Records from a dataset
....

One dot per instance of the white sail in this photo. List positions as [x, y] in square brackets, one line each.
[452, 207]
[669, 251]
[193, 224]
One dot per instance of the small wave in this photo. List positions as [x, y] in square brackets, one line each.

....

YOUR TASK:
Reproduce the data exactly. All of it is needed.

ANSWER BELOW:
One dot per instance of the white sail in this photo. List positions as [x, y] in square brackets, one line each.
[452, 207]
[669, 251]
[193, 224]
One dot per instance of the small wave in this photo. List positions as [x, y] in square brackets, one line each.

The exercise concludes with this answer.